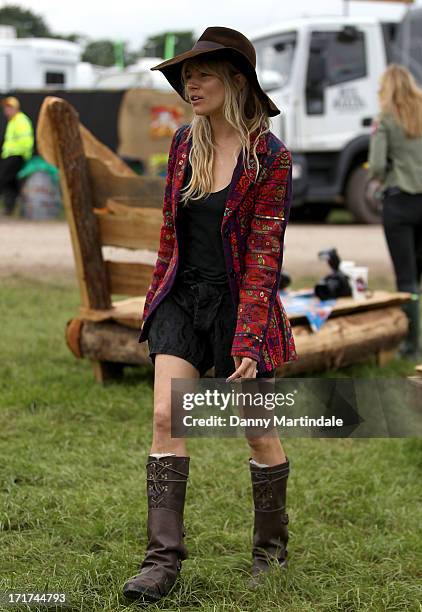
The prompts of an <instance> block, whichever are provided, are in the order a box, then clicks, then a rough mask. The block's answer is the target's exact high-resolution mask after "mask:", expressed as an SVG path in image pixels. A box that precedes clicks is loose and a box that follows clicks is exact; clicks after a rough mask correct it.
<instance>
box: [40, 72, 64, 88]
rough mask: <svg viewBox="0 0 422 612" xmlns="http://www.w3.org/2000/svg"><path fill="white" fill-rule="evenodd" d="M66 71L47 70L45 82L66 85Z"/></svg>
mask: <svg viewBox="0 0 422 612" xmlns="http://www.w3.org/2000/svg"><path fill="white" fill-rule="evenodd" d="M65 81H66V79H65V74H64V72H46V73H45V84H46V85H64V84H65Z"/></svg>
============
_Description of the task_:
Quote every line of the entries above word for word, and leave the pictures out of your answer.

_Answer to this task_:
The prompts of an <instance> block, whichever are provided, are in the order a box, then clicks, then a rough mask. The block's answer is the target's exact high-resolution mask after "mask:", expressed as an SVG path in image pixels. A box that precedes clicks is loose and a box that follows clicks is exact; clicks after a rough mask correct it.
<instance>
box: [40, 72, 64, 88]
rough mask: <svg viewBox="0 0 422 612" xmlns="http://www.w3.org/2000/svg"><path fill="white" fill-rule="evenodd" d="M66 71L47 70L45 82L66 85Z"/></svg>
mask: <svg viewBox="0 0 422 612" xmlns="http://www.w3.org/2000/svg"><path fill="white" fill-rule="evenodd" d="M65 81H66V79H65V74H64V72H46V73H45V84H46V85H64V84H65Z"/></svg>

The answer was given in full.